:: YOUR INSTRUCTIONS ::
Pull out every line in the material below that contains the string "sign", copying each line whole. Letter case matters.

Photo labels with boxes
* begin *

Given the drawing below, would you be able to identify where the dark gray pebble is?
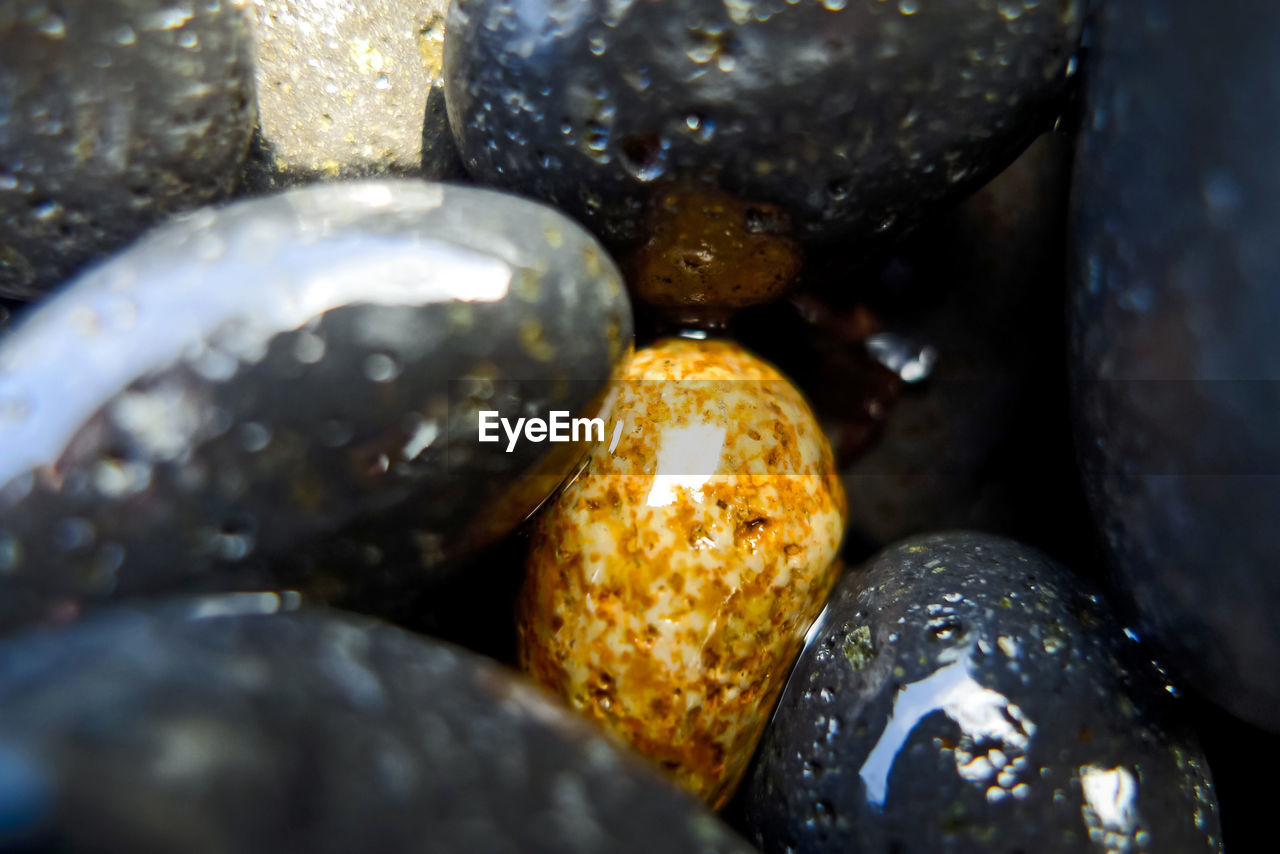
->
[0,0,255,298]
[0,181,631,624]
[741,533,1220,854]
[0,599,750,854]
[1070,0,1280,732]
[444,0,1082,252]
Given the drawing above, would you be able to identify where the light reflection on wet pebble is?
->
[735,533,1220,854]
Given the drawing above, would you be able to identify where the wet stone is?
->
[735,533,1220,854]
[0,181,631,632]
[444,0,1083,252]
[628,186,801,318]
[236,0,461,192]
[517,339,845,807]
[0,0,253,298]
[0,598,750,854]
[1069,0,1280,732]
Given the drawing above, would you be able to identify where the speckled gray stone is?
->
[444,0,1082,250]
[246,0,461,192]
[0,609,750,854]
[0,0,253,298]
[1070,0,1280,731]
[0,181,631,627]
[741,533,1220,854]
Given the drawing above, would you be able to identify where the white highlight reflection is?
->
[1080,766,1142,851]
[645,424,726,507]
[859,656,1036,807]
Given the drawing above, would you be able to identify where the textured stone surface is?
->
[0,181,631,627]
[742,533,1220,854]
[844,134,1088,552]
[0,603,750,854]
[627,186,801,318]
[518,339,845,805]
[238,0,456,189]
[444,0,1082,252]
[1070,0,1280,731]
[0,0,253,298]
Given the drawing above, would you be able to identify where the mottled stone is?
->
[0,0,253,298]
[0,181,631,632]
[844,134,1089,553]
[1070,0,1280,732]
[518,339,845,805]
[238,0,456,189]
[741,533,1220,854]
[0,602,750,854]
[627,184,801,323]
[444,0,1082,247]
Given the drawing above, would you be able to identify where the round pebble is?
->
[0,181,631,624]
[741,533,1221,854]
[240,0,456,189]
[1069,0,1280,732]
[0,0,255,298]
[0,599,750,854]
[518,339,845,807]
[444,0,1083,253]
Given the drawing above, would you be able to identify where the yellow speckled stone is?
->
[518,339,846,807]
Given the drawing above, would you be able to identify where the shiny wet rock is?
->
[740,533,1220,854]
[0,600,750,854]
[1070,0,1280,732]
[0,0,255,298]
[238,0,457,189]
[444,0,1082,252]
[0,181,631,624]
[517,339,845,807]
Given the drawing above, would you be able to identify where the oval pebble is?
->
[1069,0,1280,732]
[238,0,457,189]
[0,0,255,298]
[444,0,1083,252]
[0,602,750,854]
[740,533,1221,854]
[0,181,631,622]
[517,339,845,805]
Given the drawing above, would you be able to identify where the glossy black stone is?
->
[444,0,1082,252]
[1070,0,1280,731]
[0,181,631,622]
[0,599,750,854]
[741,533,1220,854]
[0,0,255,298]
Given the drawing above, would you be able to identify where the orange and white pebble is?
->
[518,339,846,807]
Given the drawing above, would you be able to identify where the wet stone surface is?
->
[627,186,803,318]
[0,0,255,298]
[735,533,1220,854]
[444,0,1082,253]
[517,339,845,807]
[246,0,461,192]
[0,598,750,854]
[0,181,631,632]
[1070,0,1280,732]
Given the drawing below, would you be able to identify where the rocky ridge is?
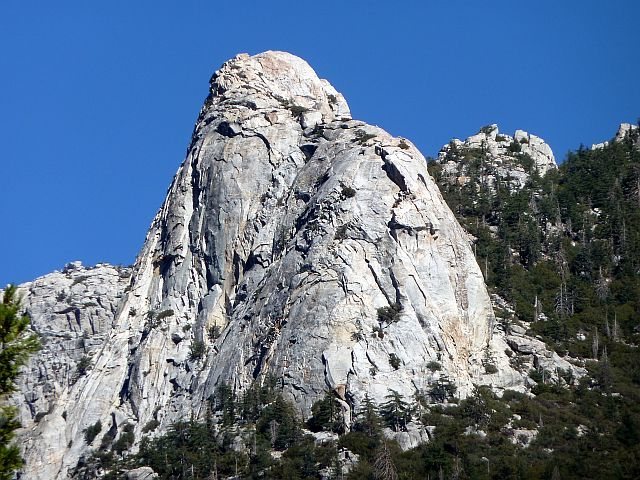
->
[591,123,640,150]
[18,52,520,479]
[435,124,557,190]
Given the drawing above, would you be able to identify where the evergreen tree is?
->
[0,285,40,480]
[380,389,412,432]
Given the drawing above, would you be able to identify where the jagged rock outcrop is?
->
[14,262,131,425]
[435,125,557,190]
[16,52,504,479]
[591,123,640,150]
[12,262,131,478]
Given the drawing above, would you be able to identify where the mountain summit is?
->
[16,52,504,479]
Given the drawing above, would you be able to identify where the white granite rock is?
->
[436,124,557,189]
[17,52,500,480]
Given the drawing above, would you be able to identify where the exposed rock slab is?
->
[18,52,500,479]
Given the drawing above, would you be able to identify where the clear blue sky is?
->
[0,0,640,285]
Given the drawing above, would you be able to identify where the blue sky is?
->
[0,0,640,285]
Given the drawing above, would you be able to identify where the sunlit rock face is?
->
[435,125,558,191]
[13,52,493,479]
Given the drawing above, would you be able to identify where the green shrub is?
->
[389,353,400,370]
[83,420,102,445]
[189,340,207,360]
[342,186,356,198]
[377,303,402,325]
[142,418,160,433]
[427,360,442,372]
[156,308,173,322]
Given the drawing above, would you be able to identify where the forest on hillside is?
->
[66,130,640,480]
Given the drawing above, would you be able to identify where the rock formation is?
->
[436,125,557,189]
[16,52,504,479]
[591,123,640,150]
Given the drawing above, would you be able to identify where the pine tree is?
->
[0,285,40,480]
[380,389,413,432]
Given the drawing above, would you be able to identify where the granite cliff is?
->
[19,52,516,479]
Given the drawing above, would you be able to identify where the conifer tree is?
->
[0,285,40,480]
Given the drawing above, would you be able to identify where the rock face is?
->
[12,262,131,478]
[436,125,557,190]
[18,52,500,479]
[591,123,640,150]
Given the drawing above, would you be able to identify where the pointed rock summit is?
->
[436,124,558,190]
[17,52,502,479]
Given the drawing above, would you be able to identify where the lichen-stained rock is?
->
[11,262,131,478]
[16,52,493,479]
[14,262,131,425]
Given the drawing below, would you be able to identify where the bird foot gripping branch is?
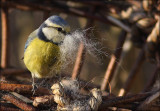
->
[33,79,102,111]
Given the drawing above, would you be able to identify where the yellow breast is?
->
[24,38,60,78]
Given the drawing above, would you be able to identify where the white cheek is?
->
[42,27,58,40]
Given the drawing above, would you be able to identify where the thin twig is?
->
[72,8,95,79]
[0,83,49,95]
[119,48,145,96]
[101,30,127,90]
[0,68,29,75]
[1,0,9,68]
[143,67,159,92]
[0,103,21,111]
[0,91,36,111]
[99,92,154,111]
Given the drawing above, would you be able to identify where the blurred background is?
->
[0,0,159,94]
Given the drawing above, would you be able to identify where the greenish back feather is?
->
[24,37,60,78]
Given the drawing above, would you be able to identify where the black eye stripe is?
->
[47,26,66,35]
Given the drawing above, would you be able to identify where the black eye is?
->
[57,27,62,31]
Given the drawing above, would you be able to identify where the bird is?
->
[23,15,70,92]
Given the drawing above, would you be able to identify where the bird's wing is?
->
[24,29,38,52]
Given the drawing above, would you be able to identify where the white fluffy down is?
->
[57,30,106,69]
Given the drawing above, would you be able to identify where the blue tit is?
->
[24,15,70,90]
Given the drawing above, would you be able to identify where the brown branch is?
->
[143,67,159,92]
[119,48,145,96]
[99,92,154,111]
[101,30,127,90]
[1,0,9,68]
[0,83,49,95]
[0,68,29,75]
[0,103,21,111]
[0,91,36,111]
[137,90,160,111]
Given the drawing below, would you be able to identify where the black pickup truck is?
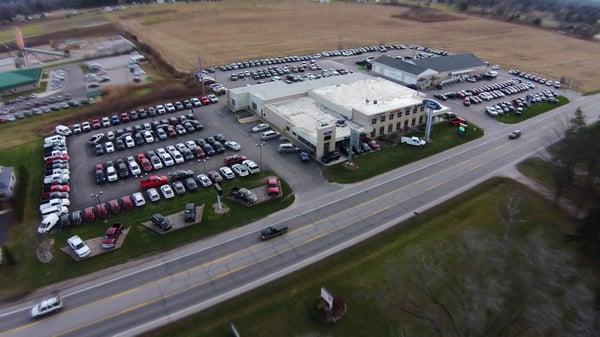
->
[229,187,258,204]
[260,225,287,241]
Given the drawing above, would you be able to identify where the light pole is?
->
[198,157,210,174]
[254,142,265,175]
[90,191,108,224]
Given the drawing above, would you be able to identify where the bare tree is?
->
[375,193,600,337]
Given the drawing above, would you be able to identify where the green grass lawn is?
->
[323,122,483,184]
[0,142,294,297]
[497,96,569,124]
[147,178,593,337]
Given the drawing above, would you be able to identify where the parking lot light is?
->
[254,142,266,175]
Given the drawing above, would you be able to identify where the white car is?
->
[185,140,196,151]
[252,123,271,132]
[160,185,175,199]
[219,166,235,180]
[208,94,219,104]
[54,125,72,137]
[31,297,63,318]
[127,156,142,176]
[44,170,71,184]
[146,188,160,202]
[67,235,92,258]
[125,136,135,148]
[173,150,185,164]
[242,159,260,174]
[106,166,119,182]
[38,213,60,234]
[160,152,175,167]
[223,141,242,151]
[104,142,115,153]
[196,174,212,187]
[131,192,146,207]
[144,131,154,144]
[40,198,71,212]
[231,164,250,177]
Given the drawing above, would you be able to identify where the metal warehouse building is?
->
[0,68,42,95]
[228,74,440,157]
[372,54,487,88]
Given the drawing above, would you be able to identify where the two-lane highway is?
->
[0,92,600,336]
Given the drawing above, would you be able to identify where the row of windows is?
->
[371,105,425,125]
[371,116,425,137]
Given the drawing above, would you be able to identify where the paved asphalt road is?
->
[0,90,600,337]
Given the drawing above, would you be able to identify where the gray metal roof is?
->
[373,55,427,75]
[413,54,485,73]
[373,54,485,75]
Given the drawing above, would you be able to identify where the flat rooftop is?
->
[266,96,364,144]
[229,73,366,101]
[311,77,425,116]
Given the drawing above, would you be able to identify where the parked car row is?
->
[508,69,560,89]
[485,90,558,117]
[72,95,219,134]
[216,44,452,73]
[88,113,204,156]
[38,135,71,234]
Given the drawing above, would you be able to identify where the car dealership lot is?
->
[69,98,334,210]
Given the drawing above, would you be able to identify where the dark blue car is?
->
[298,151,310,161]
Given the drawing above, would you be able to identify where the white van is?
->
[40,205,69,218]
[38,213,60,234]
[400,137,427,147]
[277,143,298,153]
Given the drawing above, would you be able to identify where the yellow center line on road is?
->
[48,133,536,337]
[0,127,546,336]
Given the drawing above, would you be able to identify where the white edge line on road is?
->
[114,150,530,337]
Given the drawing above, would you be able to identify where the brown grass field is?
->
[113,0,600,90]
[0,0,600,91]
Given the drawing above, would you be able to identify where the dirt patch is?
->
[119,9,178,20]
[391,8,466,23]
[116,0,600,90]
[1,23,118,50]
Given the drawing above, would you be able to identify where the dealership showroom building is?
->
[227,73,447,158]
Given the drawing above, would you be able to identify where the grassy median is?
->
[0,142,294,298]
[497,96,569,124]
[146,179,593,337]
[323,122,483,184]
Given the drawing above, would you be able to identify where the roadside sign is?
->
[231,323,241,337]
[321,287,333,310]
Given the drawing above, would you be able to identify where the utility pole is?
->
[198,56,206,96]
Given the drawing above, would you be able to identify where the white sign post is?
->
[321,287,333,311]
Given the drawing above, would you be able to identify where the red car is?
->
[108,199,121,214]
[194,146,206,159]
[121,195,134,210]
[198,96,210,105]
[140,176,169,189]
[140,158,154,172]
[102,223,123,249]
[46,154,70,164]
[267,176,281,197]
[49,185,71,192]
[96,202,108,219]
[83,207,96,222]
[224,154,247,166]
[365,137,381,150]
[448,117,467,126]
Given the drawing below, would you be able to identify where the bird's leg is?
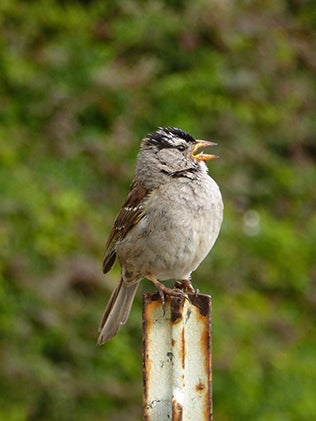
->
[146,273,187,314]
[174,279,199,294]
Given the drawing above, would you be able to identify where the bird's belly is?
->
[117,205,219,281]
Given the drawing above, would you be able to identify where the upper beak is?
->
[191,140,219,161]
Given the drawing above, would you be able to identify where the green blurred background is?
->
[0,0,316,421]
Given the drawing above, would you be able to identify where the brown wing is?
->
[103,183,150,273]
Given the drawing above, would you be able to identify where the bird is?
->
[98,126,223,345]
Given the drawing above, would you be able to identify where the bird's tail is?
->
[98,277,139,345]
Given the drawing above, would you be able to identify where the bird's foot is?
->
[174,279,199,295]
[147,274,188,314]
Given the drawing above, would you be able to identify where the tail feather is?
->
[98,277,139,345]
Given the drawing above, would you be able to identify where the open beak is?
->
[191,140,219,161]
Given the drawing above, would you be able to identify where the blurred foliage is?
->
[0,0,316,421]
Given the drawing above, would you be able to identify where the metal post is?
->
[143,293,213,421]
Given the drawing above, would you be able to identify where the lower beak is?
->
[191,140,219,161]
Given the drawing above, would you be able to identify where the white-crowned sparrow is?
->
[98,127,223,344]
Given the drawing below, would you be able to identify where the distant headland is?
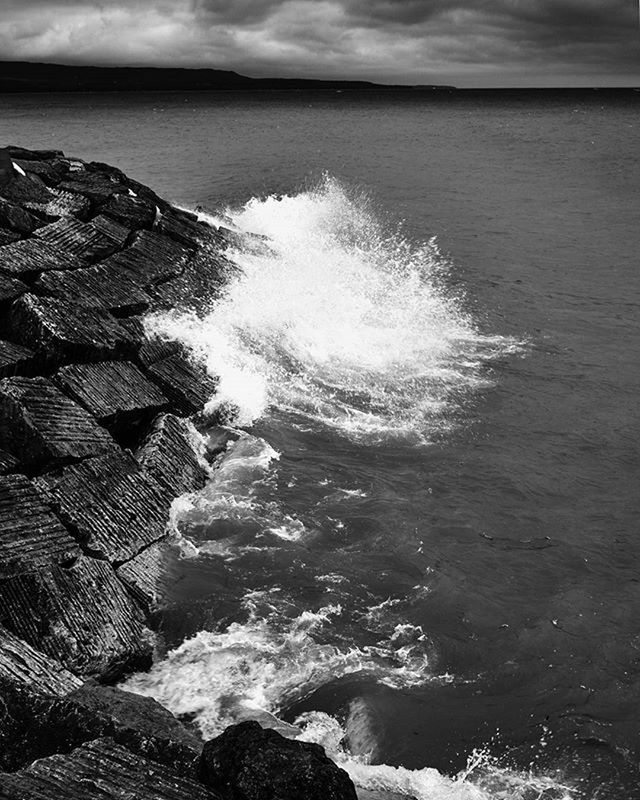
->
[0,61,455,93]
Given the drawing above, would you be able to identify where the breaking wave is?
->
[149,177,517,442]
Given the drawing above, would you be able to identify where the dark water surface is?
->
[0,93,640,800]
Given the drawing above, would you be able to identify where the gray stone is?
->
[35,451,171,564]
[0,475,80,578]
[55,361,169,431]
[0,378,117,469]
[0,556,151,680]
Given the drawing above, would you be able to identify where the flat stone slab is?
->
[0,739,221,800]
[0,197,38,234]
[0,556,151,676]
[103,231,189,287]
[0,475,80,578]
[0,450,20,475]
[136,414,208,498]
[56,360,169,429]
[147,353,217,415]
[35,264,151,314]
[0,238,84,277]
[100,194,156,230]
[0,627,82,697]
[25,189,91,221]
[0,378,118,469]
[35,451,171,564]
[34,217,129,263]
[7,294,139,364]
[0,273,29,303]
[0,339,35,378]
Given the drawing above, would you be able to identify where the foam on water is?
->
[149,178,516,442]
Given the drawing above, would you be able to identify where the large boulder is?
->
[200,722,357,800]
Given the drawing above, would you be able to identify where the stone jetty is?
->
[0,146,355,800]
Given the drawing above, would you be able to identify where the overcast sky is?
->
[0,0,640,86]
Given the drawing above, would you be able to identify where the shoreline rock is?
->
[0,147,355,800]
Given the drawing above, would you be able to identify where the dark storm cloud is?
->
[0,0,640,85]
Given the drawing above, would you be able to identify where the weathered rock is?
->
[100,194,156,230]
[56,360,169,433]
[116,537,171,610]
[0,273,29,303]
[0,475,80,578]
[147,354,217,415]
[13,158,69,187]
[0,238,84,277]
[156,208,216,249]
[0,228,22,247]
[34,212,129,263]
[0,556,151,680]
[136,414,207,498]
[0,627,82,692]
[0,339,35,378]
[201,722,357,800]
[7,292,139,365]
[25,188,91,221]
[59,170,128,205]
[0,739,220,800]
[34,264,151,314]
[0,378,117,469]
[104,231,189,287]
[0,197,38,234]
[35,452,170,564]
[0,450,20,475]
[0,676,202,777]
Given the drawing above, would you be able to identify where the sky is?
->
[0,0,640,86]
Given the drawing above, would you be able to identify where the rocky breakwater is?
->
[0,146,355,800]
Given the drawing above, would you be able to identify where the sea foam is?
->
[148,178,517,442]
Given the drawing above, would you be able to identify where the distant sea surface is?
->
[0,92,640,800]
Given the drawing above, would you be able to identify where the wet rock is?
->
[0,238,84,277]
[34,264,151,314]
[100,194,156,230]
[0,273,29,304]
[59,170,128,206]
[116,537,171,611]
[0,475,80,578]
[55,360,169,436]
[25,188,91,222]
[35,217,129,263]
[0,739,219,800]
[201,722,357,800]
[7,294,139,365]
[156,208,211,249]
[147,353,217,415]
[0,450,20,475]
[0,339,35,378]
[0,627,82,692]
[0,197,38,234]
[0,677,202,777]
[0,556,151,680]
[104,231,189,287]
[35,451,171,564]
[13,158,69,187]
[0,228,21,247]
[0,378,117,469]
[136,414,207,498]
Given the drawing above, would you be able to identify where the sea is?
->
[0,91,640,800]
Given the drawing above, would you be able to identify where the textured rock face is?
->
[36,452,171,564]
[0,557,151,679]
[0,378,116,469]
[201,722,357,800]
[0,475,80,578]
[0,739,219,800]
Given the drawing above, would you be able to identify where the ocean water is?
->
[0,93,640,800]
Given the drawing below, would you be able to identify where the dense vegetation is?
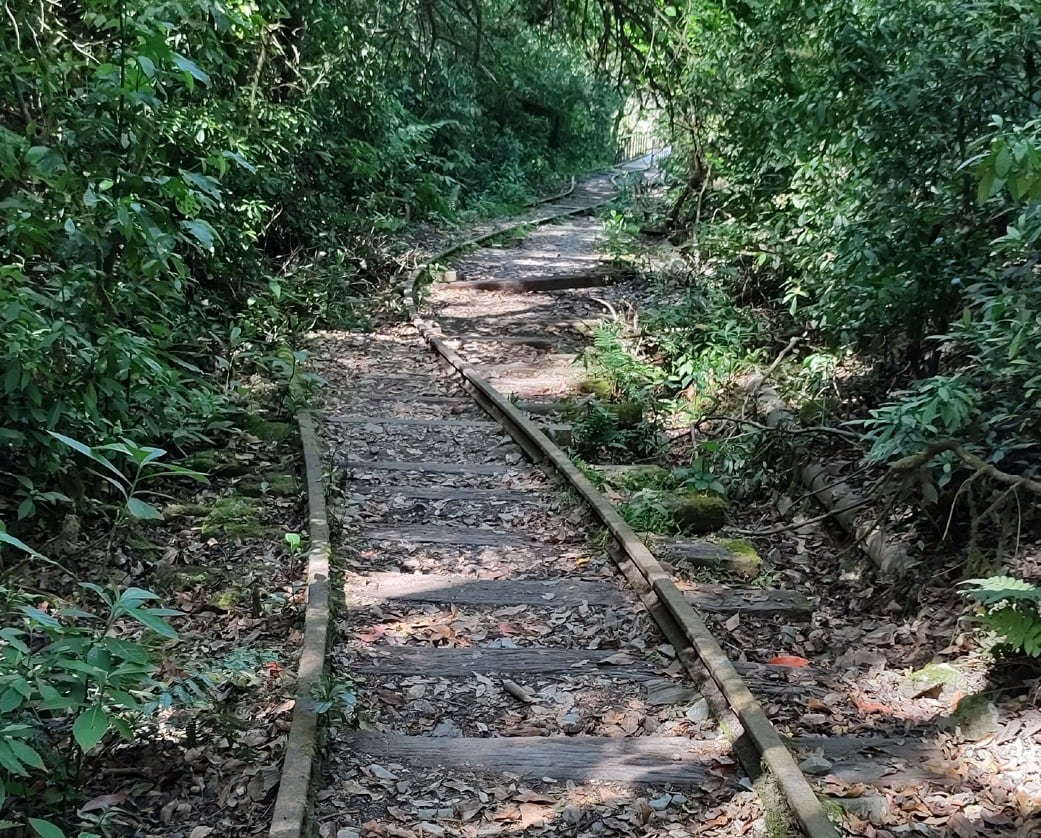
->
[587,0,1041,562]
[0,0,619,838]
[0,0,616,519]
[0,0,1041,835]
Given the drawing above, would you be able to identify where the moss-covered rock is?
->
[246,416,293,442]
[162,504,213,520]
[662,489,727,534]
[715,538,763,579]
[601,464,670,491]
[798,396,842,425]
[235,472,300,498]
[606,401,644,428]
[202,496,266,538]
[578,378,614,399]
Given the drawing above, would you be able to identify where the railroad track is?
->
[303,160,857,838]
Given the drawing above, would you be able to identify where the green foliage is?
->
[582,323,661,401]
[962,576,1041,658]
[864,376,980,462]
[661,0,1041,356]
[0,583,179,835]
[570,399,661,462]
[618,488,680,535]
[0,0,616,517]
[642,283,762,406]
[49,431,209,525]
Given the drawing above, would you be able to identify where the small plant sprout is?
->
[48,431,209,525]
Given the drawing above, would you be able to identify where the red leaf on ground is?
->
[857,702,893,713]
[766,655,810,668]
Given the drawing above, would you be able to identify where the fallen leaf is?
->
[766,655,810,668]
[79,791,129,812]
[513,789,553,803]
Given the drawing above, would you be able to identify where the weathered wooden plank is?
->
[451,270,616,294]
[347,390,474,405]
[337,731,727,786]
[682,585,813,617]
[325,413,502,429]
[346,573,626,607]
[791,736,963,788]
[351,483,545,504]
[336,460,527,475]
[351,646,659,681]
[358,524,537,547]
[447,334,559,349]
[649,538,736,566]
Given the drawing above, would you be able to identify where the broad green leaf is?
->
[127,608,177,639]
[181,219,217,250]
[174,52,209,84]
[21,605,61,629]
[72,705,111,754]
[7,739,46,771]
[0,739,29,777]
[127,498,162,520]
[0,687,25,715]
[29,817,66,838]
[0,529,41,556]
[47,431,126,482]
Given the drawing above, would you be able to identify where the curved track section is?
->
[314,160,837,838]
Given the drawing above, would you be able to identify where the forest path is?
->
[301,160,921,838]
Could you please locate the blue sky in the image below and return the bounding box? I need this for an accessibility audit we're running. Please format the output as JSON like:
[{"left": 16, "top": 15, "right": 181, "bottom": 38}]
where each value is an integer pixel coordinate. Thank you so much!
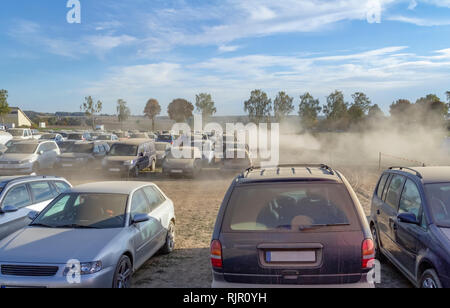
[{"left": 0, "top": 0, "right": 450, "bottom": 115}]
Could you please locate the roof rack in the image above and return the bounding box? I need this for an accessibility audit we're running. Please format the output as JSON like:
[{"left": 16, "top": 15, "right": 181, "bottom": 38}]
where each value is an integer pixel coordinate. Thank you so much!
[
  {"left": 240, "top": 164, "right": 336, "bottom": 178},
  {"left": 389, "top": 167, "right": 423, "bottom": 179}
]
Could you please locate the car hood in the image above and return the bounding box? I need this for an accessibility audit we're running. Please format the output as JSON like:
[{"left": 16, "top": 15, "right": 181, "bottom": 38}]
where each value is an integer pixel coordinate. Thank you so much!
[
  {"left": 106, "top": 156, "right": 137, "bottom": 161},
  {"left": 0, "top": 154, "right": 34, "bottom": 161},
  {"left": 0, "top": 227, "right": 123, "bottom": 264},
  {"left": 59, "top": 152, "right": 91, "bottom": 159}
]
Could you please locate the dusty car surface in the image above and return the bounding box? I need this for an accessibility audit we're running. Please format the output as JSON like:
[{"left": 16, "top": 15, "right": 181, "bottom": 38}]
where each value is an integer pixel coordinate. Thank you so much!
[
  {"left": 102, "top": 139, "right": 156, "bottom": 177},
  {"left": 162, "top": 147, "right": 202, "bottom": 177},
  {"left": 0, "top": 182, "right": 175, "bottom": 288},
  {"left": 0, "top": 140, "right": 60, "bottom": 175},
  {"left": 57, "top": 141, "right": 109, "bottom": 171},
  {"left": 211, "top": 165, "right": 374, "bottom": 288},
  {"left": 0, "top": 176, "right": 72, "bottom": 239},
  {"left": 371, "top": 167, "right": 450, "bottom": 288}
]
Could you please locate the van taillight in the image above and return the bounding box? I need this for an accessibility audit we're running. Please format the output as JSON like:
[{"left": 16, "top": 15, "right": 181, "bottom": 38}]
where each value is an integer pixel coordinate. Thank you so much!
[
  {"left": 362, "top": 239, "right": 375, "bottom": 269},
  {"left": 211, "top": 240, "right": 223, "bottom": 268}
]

* end *

:: RESPONSE TO THIS TASK ::
Given the drawing above, would you be able to identify where the roadside sign is?
Given the drawing above, would you be able to identify where the white sign post is?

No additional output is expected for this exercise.